**Directive**
Rescale the listing below from its start through the line containing "[[17, 86, 666, 435]]": write those lines out again, requests included, with each bounding-box coordinate in the answers multiplied by 2.55 and rounded to a whole number, halves rounding up. Keep the numbers in the requests and their format samples unchanged, and omit the pictures.

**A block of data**
"""

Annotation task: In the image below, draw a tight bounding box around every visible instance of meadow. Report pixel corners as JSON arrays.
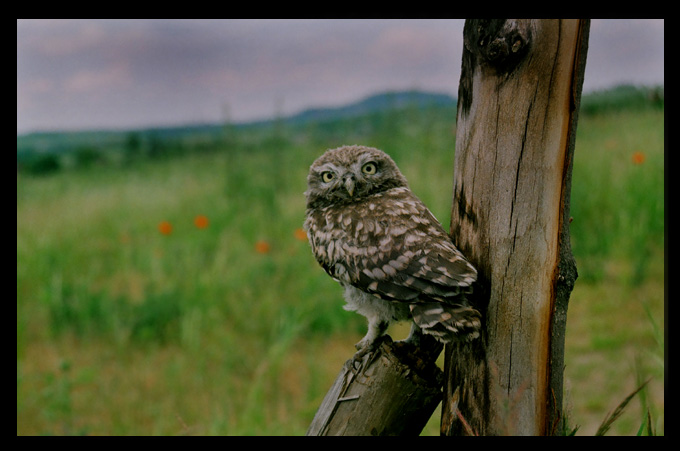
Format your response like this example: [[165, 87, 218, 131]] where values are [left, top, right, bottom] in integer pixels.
[[17, 86, 666, 435]]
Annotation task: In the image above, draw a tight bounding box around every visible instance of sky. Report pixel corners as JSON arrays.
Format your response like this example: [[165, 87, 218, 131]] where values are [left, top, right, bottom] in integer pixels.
[[17, 19, 664, 134]]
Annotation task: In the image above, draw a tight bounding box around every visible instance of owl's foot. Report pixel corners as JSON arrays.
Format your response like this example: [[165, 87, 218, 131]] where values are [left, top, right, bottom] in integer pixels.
[[351, 335, 392, 374]]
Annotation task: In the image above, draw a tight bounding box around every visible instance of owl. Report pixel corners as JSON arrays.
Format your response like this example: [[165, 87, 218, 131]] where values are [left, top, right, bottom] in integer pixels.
[[304, 146, 481, 356]]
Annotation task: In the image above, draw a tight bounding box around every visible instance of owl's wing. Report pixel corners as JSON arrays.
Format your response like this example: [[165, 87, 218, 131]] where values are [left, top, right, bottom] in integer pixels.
[[341, 197, 477, 303]]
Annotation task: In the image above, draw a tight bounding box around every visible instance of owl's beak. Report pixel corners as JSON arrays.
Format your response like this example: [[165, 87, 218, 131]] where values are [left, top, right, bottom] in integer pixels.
[[345, 177, 356, 197]]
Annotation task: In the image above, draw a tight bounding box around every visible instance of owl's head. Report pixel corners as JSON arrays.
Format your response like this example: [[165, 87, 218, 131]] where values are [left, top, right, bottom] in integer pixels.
[[305, 146, 408, 208]]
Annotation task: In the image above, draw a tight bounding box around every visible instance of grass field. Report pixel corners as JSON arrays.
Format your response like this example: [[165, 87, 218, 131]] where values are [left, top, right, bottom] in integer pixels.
[[17, 93, 665, 435]]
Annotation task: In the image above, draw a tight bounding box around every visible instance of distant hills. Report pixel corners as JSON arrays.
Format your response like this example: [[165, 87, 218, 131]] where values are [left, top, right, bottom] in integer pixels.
[[17, 85, 664, 156], [17, 90, 456, 154], [276, 90, 456, 124]]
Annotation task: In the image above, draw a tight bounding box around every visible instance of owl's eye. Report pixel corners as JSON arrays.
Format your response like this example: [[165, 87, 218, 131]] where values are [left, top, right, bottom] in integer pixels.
[[361, 161, 378, 175], [321, 171, 335, 183]]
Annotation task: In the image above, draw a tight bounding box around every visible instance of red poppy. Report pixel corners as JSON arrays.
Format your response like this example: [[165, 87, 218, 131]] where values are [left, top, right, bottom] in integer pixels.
[[194, 215, 208, 229], [633, 151, 645, 164], [255, 240, 271, 254], [158, 221, 172, 235]]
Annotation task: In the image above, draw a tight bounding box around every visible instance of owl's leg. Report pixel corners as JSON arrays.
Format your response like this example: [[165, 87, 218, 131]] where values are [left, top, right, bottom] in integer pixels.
[[401, 322, 423, 346], [351, 317, 389, 371], [354, 317, 389, 356]]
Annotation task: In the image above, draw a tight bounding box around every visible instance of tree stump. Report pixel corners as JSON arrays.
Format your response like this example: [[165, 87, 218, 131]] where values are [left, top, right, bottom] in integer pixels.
[[306, 336, 443, 435]]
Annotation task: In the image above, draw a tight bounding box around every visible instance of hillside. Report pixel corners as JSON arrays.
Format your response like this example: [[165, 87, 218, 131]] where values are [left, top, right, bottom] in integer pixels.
[[17, 91, 456, 154]]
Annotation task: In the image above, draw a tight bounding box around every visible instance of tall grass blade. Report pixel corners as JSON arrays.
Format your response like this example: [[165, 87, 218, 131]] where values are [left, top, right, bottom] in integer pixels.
[[595, 379, 651, 436]]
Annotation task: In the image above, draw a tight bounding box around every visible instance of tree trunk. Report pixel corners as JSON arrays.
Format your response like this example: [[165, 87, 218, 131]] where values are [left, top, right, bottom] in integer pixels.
[[306, 336, 443, 435], [441, 19, 589, 435]]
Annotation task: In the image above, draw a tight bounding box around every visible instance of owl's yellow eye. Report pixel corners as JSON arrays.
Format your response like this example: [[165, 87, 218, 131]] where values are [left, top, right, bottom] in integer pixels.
[[321, 171, 335, 183], [361, 161, 378, 175]]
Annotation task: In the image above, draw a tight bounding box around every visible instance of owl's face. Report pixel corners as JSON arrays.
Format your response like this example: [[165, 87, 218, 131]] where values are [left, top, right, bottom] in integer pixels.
[[305, 146, 408, 208]]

"""

**Task output**
Annotation task: In the image below, draw a tight bounding box around every visible instance of meadow. Report pixel corners as JSON arrays.
Format your response like this example: [[165, 87, 218, 131]] where values are [left, top, right, bottom] in integer pixels.
[[43, 219, 1698, 1109]]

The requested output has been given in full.